Start of Records for the task

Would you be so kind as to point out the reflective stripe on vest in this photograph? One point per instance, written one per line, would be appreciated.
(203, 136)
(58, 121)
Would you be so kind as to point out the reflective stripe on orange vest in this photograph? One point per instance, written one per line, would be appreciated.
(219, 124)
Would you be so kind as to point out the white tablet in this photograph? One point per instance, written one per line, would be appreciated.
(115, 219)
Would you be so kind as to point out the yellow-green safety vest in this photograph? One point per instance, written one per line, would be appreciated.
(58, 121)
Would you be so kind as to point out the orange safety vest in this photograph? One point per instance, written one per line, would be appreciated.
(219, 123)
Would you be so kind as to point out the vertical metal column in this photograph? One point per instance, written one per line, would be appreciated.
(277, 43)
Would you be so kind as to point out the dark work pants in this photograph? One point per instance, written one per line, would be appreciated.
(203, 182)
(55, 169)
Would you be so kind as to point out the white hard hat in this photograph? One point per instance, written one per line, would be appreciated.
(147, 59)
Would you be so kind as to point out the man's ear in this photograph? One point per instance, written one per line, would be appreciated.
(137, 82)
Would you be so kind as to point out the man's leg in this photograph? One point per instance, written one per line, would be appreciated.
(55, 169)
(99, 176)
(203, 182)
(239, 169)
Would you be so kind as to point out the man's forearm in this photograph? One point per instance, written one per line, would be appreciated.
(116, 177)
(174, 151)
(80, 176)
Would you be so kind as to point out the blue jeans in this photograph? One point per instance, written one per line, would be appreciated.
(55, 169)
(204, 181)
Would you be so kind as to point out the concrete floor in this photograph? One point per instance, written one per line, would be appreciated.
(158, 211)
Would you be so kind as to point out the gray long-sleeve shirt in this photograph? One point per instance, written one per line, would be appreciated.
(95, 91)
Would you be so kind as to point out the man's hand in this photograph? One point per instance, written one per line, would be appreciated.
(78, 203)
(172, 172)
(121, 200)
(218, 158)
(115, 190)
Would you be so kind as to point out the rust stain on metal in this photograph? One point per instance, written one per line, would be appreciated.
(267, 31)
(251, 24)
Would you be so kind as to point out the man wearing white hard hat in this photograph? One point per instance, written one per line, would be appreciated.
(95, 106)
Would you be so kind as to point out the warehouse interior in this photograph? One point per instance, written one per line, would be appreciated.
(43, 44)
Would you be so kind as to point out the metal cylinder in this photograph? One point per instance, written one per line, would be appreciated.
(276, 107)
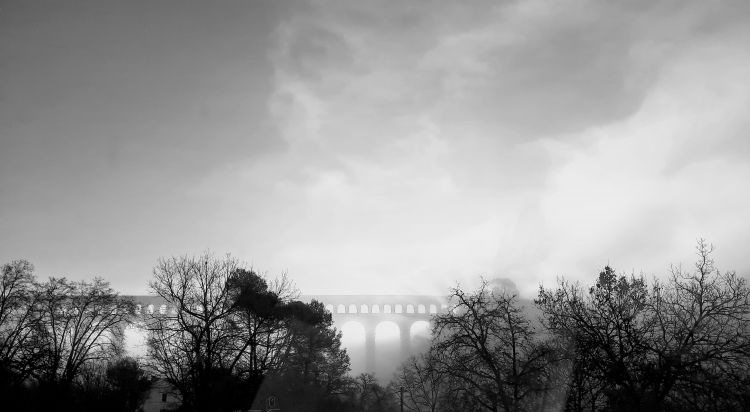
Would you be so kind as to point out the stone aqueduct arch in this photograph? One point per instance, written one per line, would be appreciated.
(367, 310)
(371, 310)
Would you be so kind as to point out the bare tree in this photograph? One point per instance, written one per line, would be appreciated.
(683, 343)
(426, 387)
(228, 329)
(79, 322)
(18, 321)
(490, 347)
(185, 346)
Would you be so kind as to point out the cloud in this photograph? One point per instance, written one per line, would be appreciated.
(432, 143)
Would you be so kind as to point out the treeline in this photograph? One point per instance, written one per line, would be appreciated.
(682, 344)
(61, 345)
(231, 338)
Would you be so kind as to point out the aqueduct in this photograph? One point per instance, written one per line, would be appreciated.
(367, 310)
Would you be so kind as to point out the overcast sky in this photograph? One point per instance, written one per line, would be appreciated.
(374, 147)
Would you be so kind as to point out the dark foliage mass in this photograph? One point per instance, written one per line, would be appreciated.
(233, 339)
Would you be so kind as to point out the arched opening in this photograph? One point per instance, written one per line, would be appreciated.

End of Records for the task

→ Task to carry out
Reproduce every row above word for word, leaving out the pictures.

→ Expected output
Would you be so kind as to point out the reflective stripe on vest in this photograph? One point per instance, written one per line, would be appreciated.
(203, 136)
(58, 121)
Would you be so kind as to point out the reflective stripe on orange vest in this photograph? One point per instance, written one per line, would be appreciated.
(219, 124)
Would you be so kind as to point out the white tablet in this photograph? One point per instance, written one per line, would be appreciated.
(115, 219)
Would you be so kind as to point out the yellow-green safety vest in this photograph? One point per instance, written one per line, would be appreciated.
(58, 121)
Would you be so kind as to point out the orange safety vest in this photograph? One point per instance, written one per line, would be appreciated.
(219, 123)
Would you be so kind as to point out the vertical metal column in this photograph? One point per instance, written one per line, would be appreciated.
(277, 43)
Would you be so kind as to point out the dark work pants in this photograph? One point per instance, written one per line, would be appreciated.
(203, 182)
(55, 169)
Would you be so kind as to point out the white hard hat in this photograph? One point per instance, written one per line, would be appreciated.
(147, 59)
Would you be so kind as to point out the man's ear in this photograph? One point per instance, written one per line, would be appreciated.
(137, 82)
Would you be so kind as to point out the man's leg in this photograph? One point per instance, written one per line, would be appreciated.
(55, 169)
(99, 176)
(203, 182)
(239, 169)
Would you be so kind as to point out the man's forearm in this photograph? One point per instance, written one per line, would be appreciated.
(116, 177)
(174, 151)
(80, 176)
Would you be so kind as to point out the blue jeans in this photograph? One point per instance, written one per line, would be appreciated.
(55, 169)
(204, 181)
Would you be so kind as to point out the concrete floor in this photograph? One point per instance, written one per line, would be appreciated.
(158, 211)
Would you be so kind as to point out the gray long-sleeve shirt in this photograph? One point per instance, written one per line, would be appreciated.
(95, 91)
Would you be so kind as to point out the man's hand in this photograph? One point per instance, written one per line, would be appreciated.
(78, 203)
(172, 172)
(121, 200)
(218, 158)
(115, 190)
Would you be so kind as to point out the rust stain on metal in this photograph? One point per instance, written one per line, would be appreciated.
(267, 31)
(251, 24)
Would you be so kind as to point out the man wearing white hard hat in this photograph? One point per instance, written one per line, would be appreciated.
(95, 106)
Would you be so kind as to point out the warehouse interior in this photograph? One point per instance, written one per line, would be appreciated.
(43, 44)
Would you be so kind as to point out the metal cylinder in this photograph? One point per instance, written one per line, would be appreciated.
(276, 107)
Would you be so kind as to point out the stone aqueduct arch in this photograph? One point per instance, written one per line, would be appreciated.
(367, 310)
(371, 310)
Would you be so kind as to point out the bare tree in this photograph? One point per instance, written one per line, would be appreciated.
(683, 343)
(426, 387)
(228, 329)
(79, 322)
(18, 321)
(490, 347)
(185, 346)
Would you be so kind as to point out the cloud in this photograph? One point per instance, written one per line, would be appreciated.
(432, 143)
Would you be so kind as to point out the treeline in this photograph? One point per instance, written one per line, would be appreciated.
(682, 344)
(61, 345)
(231, 338)
Would you be so kind as to point out the aqueduct in this photograph? One point per instance, written one per line, would be appreciated.
(367, 310)
Would you be so kind as to point out the overcast sky in this photograph? One point per instance, written one per line, would be appreciated.
(374, 147)
Would you be so kind as to point out the dark foliage mass in this photograph? One point per instance, written one per line, would be appreciated.
(233, 339)
Would you be so kind as to point out the arched opening in this photograph? One point per instance, written one per line, would be appreciated.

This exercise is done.